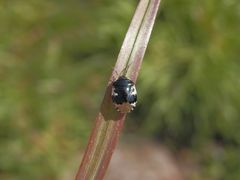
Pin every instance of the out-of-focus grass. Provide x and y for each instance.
(53, 59)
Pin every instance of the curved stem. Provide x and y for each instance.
(109, 122)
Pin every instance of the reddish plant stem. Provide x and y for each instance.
(109, 122)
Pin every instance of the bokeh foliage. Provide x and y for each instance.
(55, 60)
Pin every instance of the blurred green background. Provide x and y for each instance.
(56, 58)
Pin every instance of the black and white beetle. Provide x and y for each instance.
(124, 94)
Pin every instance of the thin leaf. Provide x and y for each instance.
(109, 122)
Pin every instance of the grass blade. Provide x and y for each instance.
(109, 122)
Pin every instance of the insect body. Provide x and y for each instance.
(124, 94)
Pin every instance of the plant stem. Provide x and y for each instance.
(109, 122)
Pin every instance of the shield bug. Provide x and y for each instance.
(124, 94)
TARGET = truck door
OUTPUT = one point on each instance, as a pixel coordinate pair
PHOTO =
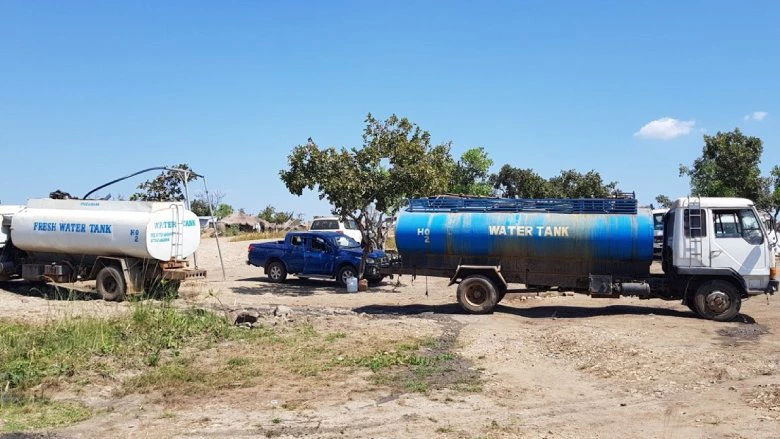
(694, 248)
(318, 257)
(295, 258)
(738, 243)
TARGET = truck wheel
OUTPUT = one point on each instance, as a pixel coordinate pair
(110, 283)
(501, 295)
(374, 281)
(276, 272)
(717, 300)
(345, 273)
(477, 295)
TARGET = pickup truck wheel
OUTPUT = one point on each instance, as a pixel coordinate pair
(717, 300)
(276, 272)
(110, 284)
(477, 295)
(345, 273)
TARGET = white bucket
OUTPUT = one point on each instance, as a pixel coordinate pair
(352, 285)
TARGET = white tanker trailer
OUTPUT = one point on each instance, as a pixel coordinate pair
(126, 246)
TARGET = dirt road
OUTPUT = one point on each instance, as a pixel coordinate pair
(549, 367)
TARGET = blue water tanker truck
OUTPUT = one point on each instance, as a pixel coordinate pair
(715, 251)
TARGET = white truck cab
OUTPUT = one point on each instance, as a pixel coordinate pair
(721, 238)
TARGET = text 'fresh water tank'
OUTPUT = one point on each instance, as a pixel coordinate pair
(149, 230)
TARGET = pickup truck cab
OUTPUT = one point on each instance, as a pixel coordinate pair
§
• DIRECTION: Copy the material above exactly and drop the pictures.

• EXPECTED OUTPUT:
Pin every instance of the out-of-focus grass. Provide x and y for each instance.
(53, 59)
Pin every instance of the curved stem. Provide x and y for each instance.
(109, 122)
Pin every instance of the reddish plant stem. Provide x and y for each instance.
(109, 122)
Pin every instance of the bokeh foliage. Provide x and y for each instance.
(55, 60)
Pin every instance of the blurred green background. Provide x and y for each instance.
(56, 58)
Pin every instance of the black and white beetle. Provide x and y for each instance.
(124, 94)
Pin every instance of the thin leaf. Provide x and y for each instance.
(109, 122)
Pin every instance of the grass blade. Provide x and y for each instance.
(109, 122)
Pin every instance of the insect body. Provide x and y for each instance.
(124, 94)
Pin every instance of the plant stem. Provide x and y for each instance.
(109, 122)
Pin every instance of the shield bug. Provide x and y for each instance.
(124, 94)
TARGET = truck door
OUTPUT = one point on each instance, as a pixel coordinate pair
PHOTO =
(694, 248)
(318, 257)
(295, 258)
(738, 243)
TARGET = truck wheel
OUTPUT = one point on each instance, as a pixel coordinate pair
(110, 283)
(501, 295)
(374, 281)
(276, 272)
(717, 300)
(345, 273)
(477, 295)
TARGET = pickup truck wheel
OUTPUT = one point on each instance, as a pixel coordinate pair
(717, 300)
(276, 272)
(110, 284)
(477, 295)
(345, 273)
TARGET = white bucket
OUTPUT = one point on each instance, as a pixel coordinate pair
(352, 285)
TARGET = white tanker trailer
OUTPUT = one point on each instance, as a pixel coordinate pair
(126, 246)
TARGET = dirt road
OUTPUT = one point on each instance, as a pixel coordinate pair
(549, 367)
TARGET = blue water tanker truck
OUTPUT = one point on each instance, as a pixel coordinate pair
(715, 251)
TARGET = white truck cab
OUTPUT = one point on each instance, as a pixel coordinate pair
(721, 238)
TARGET = text 'fresh water tank'
OUTPUT = one point on each instance, as a pixel coordinate pair
(149, 230)
TARGET = pickup truck cab
OUTPUT = one point on each instance, as a pixel coordinate pair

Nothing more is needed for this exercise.